## [Stated problem]
Copy out the listing in full, exactly as written, but not its pictures.

((

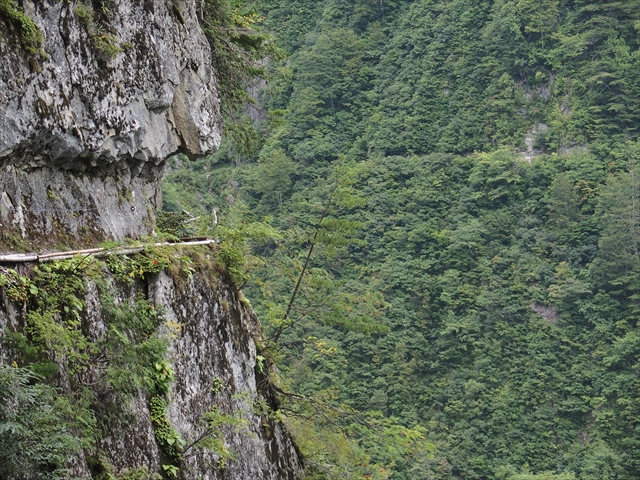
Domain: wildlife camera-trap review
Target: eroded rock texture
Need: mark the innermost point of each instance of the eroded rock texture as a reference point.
(123, 86)
(214, 357)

))

## [Response]
Domain: wildlife camera-trap review
Target: eroded rock texture
Need: mark the innermost point of each instance of the eroded rock texture as a reference point.
(123, 86)
(214, 357)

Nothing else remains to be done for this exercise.